Stored entries:
###

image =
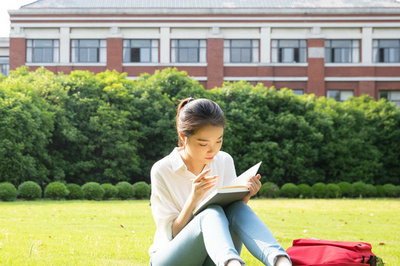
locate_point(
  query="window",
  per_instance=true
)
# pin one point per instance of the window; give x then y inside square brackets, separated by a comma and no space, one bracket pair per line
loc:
[4,65]
[89,51]
[387,51]
[289,51]
[342,51]
[340,95]
[188,51]
[141,51]
[298,92]
[241,51]
[393,96]
[42,51]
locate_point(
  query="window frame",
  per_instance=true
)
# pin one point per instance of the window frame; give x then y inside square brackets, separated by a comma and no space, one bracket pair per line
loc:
[33,50]
[338,97]
[254,49]
[178,47]
[153,48]
[299,51]
[353,51]
[76,50]
[378,52]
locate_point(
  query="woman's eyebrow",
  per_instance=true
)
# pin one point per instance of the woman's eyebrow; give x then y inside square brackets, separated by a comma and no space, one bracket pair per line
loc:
[208,140]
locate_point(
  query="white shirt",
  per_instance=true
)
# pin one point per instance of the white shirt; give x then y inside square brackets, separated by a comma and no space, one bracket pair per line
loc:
[171,184]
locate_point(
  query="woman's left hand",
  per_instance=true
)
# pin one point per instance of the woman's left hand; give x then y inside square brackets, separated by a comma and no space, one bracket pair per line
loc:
[254,184]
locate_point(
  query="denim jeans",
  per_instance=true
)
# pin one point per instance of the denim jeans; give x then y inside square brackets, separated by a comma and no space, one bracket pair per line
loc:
[215,236]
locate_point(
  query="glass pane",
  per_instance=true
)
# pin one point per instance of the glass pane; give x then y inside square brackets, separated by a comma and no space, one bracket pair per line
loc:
[241,43]
[235,55]
[344,95]
[126,54]
[334,94]
[287,55]
[135,54]
[88,43]
[289,43]
[140,43]
[394,95]
[389,43]
[188,43]
[341,43]
[227,57]
[43,43]
[298,92]
[383,94]
[145,55]
[245,55]
[154,55]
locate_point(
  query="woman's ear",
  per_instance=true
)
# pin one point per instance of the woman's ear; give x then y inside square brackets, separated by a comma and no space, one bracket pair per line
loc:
[182,137]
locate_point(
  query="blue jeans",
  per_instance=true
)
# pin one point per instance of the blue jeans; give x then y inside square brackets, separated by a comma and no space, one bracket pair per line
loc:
[215,236]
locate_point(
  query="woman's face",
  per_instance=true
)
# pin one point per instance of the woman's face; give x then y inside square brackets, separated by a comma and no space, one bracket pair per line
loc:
[204,144]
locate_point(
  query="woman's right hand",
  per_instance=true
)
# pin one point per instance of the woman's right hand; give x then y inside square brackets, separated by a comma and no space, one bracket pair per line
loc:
[201,184]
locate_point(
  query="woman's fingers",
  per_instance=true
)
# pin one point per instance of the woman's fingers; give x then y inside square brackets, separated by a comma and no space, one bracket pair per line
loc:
[201,176]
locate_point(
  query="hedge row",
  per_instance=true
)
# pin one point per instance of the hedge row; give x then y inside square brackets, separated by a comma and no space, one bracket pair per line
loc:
[30,190]
[106,128]
[321,190]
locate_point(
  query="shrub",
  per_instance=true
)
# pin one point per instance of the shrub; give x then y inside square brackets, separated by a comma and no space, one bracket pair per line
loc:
[75,191]
[8,192]
[92,191]
[333,191]
[125,190]
[141,190]
[346,189]
[289,190]
[269,190]
[380,191]
[370,191]
[29,190]
[359,189]
[110,191]
[319,190]
[306,191]
[56,190]
[389,190]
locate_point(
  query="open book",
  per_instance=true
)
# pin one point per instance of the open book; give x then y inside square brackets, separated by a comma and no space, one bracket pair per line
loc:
[223,196]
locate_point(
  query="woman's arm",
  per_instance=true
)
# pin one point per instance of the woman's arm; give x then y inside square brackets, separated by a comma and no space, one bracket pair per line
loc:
[201,184]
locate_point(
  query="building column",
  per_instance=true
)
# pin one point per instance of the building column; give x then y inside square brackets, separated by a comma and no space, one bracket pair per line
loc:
[115,50]
[316,67]
[366,48]
[265,45]
[17,52]
[17,48]
[65,44]
[215,59]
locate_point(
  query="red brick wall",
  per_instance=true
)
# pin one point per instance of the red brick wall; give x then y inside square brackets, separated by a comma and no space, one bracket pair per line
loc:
[114,54]
[215,63]
[17,52]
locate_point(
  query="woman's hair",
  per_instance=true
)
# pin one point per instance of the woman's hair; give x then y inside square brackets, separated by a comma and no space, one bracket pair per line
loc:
[193,114]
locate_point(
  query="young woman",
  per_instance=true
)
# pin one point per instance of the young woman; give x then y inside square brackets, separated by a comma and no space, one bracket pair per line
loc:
[189,173]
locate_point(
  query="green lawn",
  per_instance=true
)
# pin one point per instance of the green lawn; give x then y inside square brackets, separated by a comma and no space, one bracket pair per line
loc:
[120,232]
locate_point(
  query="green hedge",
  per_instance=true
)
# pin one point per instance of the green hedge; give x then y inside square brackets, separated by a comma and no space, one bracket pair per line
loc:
[106,128]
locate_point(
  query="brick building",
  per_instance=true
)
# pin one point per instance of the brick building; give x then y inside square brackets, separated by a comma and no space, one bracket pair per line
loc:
[329,48]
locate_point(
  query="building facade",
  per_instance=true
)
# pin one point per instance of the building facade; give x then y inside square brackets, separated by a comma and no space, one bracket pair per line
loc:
[328,49]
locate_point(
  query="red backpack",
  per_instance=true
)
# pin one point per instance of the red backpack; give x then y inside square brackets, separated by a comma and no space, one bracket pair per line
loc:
[316,252]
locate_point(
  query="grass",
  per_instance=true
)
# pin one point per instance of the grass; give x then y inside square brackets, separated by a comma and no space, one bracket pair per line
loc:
[120,232]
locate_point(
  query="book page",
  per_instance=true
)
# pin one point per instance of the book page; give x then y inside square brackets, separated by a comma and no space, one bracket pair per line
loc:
[242,179]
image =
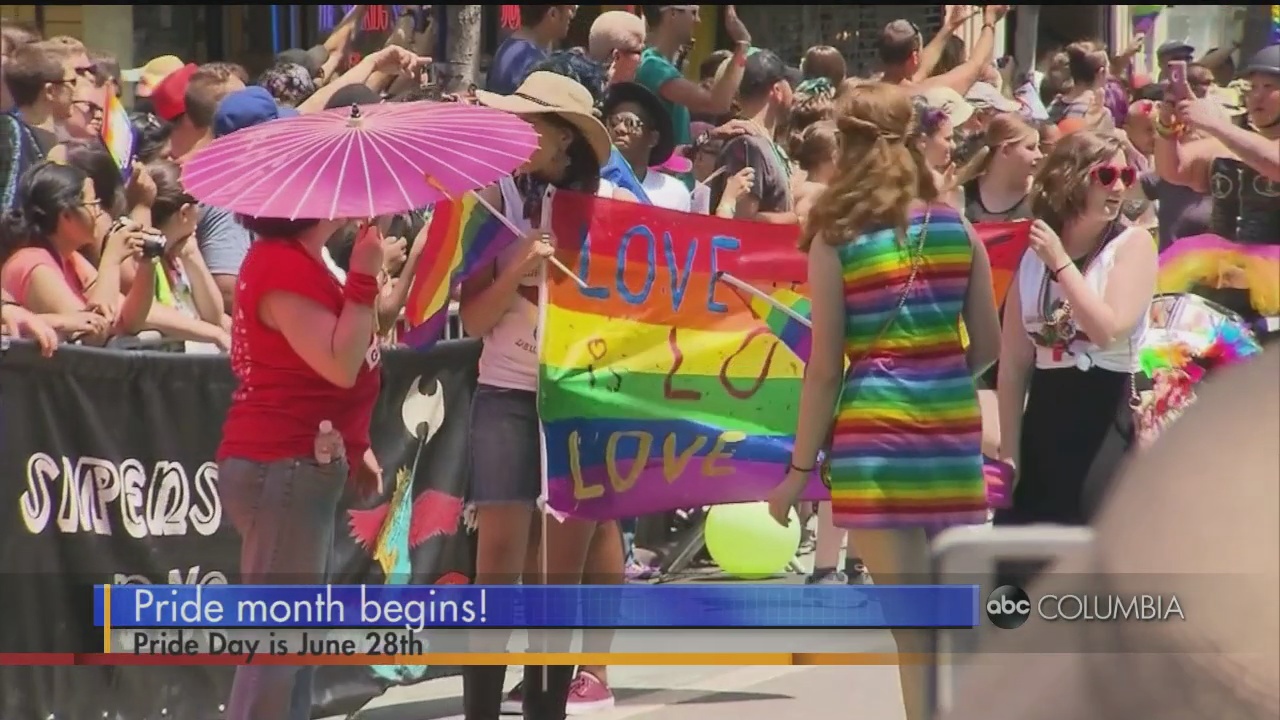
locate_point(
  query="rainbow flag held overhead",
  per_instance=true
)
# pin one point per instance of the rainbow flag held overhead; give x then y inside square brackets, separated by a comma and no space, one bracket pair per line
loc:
[462,237]
[658,387]
[118,132]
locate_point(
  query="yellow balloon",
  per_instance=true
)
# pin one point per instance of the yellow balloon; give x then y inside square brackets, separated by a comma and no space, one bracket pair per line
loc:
[746,542]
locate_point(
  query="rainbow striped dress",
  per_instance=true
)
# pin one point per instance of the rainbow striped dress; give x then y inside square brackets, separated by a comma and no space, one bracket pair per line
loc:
[906,445]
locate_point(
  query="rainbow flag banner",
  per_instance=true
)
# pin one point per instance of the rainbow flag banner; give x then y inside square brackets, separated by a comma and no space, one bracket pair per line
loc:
[118,132]
[462,236]
[658,387]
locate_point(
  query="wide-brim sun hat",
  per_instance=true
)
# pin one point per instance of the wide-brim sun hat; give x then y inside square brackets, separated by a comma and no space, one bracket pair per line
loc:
[549,94]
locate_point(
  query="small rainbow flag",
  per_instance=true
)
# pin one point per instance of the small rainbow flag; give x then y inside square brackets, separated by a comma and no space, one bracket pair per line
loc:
[785,313]
[462,237]
[118,132]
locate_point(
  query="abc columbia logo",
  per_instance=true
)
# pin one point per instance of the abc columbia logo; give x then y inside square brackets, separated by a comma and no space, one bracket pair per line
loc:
[1009,607]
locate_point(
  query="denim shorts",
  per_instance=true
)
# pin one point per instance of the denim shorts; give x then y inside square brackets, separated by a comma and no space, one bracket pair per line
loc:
[506,447]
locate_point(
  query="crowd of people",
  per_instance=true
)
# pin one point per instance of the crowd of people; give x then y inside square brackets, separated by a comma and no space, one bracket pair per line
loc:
[886,176]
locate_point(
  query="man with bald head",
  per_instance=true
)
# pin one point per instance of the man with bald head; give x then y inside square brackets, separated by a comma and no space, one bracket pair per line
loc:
[616,41]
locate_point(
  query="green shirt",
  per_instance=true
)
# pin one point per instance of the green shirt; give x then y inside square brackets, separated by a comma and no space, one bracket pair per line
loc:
[654,72]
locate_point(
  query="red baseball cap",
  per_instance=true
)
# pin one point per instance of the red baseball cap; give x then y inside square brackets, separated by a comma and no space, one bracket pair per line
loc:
[169,98]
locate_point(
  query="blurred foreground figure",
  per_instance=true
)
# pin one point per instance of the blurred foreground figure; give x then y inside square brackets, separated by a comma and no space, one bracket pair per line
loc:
[1200,515]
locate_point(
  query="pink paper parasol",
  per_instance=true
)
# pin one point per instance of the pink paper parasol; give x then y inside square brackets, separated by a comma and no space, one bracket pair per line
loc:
[359,162]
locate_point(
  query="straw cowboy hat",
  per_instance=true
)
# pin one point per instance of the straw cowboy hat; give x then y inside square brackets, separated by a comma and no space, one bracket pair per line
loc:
[544,92]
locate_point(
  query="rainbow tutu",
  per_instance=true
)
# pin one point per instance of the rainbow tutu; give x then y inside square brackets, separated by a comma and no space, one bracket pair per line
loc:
[1215,261]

###

Task statement -
State how many lines in the records contain the string "lawn", treating uppercase and lowercase as different. Reply with the number only.

In response -
2